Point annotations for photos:
——————

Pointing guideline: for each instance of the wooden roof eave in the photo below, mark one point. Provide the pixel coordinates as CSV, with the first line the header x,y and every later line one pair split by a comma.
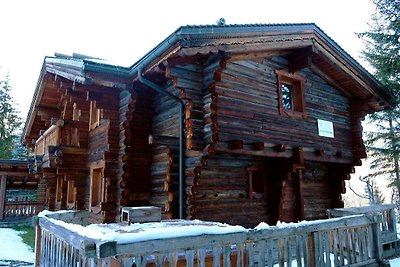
x,y
68,69
240,48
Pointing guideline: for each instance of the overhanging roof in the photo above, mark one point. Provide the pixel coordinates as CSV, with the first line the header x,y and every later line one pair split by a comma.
x,y
206,39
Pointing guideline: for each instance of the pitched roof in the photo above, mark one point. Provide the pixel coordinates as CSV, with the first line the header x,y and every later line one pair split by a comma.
x,y
230,39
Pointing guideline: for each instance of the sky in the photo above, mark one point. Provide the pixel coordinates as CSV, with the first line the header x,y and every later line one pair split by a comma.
x,y
123,31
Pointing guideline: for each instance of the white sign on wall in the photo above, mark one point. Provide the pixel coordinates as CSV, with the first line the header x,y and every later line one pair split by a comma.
x,y
325,128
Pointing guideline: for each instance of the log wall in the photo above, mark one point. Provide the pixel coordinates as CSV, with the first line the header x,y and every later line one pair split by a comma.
x,y
104,145
248,108
135,126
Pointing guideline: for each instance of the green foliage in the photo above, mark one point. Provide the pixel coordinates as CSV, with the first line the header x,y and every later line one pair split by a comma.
x,y
10,122
383,53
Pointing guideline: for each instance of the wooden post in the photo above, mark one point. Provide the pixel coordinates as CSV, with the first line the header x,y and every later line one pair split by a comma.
x,y
3,186
38,242
310,250
376,232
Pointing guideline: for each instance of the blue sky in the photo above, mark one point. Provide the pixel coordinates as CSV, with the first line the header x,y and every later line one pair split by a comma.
x,y
123,31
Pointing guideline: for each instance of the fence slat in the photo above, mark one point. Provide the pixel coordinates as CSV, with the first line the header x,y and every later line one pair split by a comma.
x,y
350,240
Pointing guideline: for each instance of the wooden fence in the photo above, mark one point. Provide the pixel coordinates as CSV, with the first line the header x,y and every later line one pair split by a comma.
x,y
352,240
20,209
388,228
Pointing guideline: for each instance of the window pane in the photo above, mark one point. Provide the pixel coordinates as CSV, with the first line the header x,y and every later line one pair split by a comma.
x,y
287,99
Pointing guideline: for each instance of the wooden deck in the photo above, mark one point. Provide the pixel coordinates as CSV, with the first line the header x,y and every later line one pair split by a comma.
x,y
354,240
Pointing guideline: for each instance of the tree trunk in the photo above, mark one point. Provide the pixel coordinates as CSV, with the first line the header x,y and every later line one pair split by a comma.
x,y
395,156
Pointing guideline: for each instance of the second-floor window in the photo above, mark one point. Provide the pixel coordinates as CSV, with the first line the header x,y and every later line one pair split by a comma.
x,y
291,94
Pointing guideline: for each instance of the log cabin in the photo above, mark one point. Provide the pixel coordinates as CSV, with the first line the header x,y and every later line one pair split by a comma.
x,y
232,123
18,190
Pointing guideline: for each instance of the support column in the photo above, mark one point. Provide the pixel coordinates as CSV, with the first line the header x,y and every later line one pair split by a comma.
x,y
298,173
3,186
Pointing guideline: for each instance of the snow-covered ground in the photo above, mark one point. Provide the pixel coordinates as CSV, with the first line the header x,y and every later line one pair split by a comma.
x,y
13,249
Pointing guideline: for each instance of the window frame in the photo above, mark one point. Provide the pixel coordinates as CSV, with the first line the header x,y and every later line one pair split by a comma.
x,y
256,172
297,83
96,200
71,194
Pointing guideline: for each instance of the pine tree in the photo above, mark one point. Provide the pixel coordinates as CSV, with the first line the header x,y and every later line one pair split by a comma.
x,y
383,53
10,122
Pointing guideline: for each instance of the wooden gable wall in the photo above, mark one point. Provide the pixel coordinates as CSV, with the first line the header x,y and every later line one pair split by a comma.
x,y
231,107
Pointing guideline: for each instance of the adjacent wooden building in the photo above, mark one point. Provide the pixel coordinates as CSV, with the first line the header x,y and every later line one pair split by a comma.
x,y
232,123
15,178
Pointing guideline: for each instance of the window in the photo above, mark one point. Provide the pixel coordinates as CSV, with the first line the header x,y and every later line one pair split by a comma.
x,y
96,189
59,189
71,195
291,94
257,184
95,115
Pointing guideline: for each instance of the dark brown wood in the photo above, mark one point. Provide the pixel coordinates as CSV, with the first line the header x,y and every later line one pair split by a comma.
x,y
236,130
3,185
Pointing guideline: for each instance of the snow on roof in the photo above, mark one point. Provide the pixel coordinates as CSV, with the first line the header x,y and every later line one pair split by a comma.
x,y
123,233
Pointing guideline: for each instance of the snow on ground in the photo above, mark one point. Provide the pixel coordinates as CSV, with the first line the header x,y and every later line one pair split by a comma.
x,y
395,262
13,249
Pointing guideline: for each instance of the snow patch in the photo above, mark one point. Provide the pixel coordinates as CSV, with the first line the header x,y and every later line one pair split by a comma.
x,y
12,247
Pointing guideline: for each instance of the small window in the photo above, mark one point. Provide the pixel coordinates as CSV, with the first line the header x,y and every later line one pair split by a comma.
x,y
291,94
257,185
71,195
95,115
96,189
59,189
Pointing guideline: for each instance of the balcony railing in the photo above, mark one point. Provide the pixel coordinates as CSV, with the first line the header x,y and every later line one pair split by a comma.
x,y
62,240
21,209
387,225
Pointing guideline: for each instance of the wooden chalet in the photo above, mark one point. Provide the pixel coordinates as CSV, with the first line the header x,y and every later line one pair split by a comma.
x,y
232,123
14,176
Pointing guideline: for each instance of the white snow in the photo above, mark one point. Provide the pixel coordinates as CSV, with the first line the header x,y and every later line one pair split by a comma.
x,y
395,262
123,233
160,230
13,248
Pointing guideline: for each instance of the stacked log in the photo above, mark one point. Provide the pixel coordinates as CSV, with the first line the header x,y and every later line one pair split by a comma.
x,y
246,99
136,164
222,194
126,109
164,180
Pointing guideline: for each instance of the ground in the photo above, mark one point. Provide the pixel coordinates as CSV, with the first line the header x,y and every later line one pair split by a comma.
x,y
13,251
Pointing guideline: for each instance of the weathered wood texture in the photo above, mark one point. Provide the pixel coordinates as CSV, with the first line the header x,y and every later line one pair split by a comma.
x,y
104,144
338,242
222,193
246,99
135,150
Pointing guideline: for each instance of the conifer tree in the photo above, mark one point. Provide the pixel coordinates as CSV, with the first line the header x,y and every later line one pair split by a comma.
x,y
383,53
10,122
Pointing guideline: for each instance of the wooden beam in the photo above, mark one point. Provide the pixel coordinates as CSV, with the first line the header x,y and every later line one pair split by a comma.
x,y
3,185
300,59
236,144
15,173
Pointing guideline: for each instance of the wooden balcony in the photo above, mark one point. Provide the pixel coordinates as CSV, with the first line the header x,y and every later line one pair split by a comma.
x,y
64,239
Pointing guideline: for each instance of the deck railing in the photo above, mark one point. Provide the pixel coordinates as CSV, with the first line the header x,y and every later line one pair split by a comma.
x,y
352,240
21,209
388,228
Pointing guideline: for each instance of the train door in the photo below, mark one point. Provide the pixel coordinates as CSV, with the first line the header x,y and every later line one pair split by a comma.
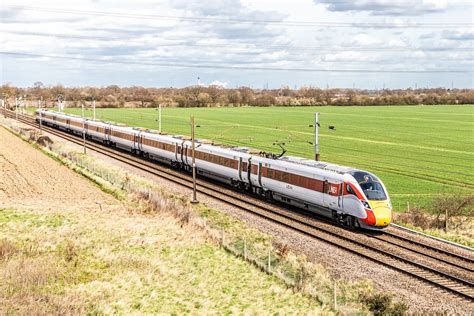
x,y
107,134
136,141
331,194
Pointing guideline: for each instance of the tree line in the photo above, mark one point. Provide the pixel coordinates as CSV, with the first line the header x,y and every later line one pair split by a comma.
x,y
216,96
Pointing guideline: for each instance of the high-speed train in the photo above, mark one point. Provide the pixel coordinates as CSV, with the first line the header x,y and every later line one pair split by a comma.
x,y
352,197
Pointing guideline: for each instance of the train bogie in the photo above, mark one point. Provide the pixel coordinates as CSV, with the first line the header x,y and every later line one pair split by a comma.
x,y
352,197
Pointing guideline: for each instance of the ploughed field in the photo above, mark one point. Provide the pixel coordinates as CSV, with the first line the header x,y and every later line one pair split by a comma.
x,y
418,151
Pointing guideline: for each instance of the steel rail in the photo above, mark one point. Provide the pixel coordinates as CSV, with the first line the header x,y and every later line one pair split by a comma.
x,y
461,287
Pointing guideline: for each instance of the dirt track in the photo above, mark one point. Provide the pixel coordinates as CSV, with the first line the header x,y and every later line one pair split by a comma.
x,y
29,179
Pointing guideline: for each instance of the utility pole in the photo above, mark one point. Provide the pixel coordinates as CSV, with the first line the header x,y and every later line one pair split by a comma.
x,y
159,118
193,127
41,115
316,136
83,129
93,106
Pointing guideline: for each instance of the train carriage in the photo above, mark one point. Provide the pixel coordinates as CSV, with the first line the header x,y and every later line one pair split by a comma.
x,y
352,197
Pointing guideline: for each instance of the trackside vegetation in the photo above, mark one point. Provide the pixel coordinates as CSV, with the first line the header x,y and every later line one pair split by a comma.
x,y
157,255
420,152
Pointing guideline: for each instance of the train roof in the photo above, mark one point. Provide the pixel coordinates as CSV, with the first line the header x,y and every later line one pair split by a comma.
x,y
317,164
244,150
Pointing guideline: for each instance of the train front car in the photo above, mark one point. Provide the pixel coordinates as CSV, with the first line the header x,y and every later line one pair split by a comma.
x,y
372,194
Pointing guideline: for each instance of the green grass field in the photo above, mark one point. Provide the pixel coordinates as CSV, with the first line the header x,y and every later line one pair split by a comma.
x,y
418,151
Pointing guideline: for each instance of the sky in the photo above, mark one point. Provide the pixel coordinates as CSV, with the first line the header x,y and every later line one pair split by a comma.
x,y
364,44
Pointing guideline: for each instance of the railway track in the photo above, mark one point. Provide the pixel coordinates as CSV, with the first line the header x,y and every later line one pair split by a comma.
x,y
382,251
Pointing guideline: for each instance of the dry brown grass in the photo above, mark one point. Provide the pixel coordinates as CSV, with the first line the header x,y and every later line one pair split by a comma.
x,y
7,249
26,274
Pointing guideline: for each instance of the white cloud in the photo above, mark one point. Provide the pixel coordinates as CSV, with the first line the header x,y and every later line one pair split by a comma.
x,y
149,39
387,7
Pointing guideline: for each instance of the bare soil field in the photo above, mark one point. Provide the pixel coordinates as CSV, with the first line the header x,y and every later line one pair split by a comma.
x,y
66,247
31,180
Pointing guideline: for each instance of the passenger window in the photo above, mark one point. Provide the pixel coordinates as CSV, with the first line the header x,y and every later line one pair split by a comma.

——————

WHAT TO WORK ON:
Quote, word for word, every line starting at the one that contains "Pointing guideline: for each instance of the green grass" and ending with the final line of the entries.

ANSWER FOR THE TASK:
Pointing guideline: for each instance of the green grass field in the photo above, mark one point. Provide the pixel coordinates as CSV, with the first line the header x,y and every later line one pair split by a comma.
x,y
418,151
Pointing guideline: for each instance of the sky in the photo above, mark one point. Provide the pixel coordinates as CSV, with the first line the header x,y and every later line one pair split by a comma.
x,y
364,44
Pointing guideline: for each instance of the railway track in the photo above, mark one point. Provide the pixel coordinates as CSV, with the first line the header x,y and every later line one pair split by a comma.
x,y
382,251
Pointing guideline: for each instance of the dry brown grass in the photo above, mark one point. Provide the pixel coordinates as CSV, with the first line the header x,y and every later line one pair split by a comma.
x,y
7,249
26,274
Pointing guideline: for each instance of the white cloud in the photo above, mark one point. Provide the pixel coordinates as CSV, with the first line the header x,y and every later line one pair split by a comma.
x,y
149,39
387,7
Pointing guideline: for each instance of the bare soil field in the photo above, mark one point. Provide the pixel coordinates as CSV, with the first line the header x,y and every later line one pair split by a comma.
x,y
66,247
31,180
Pointing guideline: for each instance of the passenger window in the photo above, mark one point. Provide the pixel coordinates as CSV, with the first line the header x,y and every later line one pair split by a comma.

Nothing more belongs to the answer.